Problem details — Repeat the listing below exactly.

Records for the task —
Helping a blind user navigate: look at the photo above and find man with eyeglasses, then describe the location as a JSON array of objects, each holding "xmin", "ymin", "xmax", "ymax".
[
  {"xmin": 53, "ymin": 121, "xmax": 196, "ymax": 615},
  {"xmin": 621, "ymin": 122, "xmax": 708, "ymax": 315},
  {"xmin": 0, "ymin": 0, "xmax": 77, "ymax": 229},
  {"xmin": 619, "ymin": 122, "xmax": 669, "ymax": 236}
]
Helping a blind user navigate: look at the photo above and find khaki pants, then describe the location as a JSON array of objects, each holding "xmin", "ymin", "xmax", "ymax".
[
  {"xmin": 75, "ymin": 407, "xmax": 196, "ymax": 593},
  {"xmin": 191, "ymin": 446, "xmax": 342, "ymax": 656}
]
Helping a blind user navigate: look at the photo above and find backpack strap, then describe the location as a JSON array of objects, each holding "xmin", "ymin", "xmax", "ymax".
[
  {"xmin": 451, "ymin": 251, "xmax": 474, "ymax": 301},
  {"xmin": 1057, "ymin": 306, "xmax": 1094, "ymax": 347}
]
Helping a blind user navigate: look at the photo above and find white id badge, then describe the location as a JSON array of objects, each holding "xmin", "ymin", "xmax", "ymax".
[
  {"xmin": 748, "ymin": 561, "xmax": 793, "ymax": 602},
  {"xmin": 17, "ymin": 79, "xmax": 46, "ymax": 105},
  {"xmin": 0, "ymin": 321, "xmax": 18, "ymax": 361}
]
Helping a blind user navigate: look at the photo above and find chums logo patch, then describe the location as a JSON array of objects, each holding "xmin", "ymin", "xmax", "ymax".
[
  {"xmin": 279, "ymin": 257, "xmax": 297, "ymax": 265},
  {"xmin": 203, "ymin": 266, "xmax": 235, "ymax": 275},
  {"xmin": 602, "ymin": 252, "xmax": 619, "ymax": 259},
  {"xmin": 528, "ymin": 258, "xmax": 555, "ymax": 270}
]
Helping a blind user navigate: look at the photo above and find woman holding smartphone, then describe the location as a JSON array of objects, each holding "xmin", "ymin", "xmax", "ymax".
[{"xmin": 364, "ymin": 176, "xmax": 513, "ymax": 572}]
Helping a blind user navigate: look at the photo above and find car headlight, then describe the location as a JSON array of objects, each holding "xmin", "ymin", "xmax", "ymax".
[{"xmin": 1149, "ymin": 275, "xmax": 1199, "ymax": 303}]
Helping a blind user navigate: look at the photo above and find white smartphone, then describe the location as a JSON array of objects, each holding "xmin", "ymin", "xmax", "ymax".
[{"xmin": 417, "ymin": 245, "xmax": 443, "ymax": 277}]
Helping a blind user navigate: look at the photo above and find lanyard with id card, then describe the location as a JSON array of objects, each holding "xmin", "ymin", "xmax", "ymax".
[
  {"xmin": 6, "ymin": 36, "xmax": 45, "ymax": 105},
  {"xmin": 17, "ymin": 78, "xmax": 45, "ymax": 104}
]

Response —
Helping a blind user navigate: look at the photo above and find man with eyeglasses, then describe the location as a JSON array of objects, each holding "xmin", "ymin", "xmax", "ymax".
[
  {"xmin": 53, "ymin": 121, "xmax": 196, "ymax": 615},
  {"xmin": 621, "ymin": 122, "xmax": 708, "ymax": 315},
  {"xmin": 0, "ymin": 0, "xmax": 77, "ymax": 229},
  {"xmin": 619, "ymin": 122, "xmax": 669, "ymax": 236}
]
Helping a blind user navigate: look at the photo above and find khaki pants, then describe the location as a JSON array of objects, each holding "xmin", "ymin", "xmax", "ymax".
[
  {"xmin": 75, "ymin": 407, "xmax": 196, "ymax": 593},
  {"xmin": 191, "ymin": 446, "xmax": 342, "ymax": 656}
]
Helping a blind user navigate: look at the photo above and find backpack strap, then describe the location as a JSON array of objects, each holding "xmin", "ymin", "xmax", "ymax".
[
  {"xmin": 451, "ymin": 251, "xmax": 474, "ymax": 301},
  {"xmin": 1057, "ymin": 306, "xmax": 1094, "ymax": 347}
]
Helping a blind user navigate: look at the photo above and find white id badge, then describe the location as a JSON array of objects, each holding "xmin", "ymin", "xmax", "ymax".
[
  {"xmin": 748, "ymin": 561, "xmax": 793, "ymax": 602},
  {"xmin": 17, "ymin": 79, "xmax": 46, "ymax": 105},
  {"xmin": 0, "ymin": 321, "xmax": 18, "ymax": 361}
]
Helping a blind user navigate: look at the photo above and find chums logo patch, then describe the location as a JSON array of objects, each holding "xmin", "ymin", "xmax", "ymax".
[
  {"xmin": 279, "ymin": 257, "xmax": 297, "ymax": 265},
  {"xmin": 203, "ymin": 266, "xmax": 235, "ymax": 275},
  {"xmin": 602, "ymin": 252, "xmax": 619, "ymax": 259},
  {"xmin": 528, "ymin": 258, "xmax": 555, "ymax": 270}
]
Helping a blind user navigate: look at the photo above and find woman holding smartphone, then describe the location as a JSON array of objects, each holding "xmin", "ymin", "xmax", "ymax".
[{"xmin": 364, "ymin": 176, "xmax": 513, "ymax": 572}]
Helping a blind user navigate: look at the photo above and find car headlight, then describe the location as a JSON array of objects, each holding "xmin", "ymin", "xmax", "ymax".
[{"xmin": 1149, "ymin": 275, "xmax": 1199, "ymax": 303}]
Helping a blind user navigate: look at the photo above and find white smartphone, then describe the location as a JSON array of objects, each holding "xmin", "ymin", "xmax", "ymax".
[{"xmin": 417, "ymin": 245, "xmax": 443, "ymax": 277}]
Helping a blind user navigate: look at the photo above and find lanyard with id card, then describe the location as a JSON array of objects, each holding "xmin", "ymin", "xmax", "ymax".
[
  {"xmin": 6, "ymin": 36, "xmax": 45, "ymax": 105},
  {"xmin": 17, "ymin": 78, "xmax": 45, "ymax": 104}
]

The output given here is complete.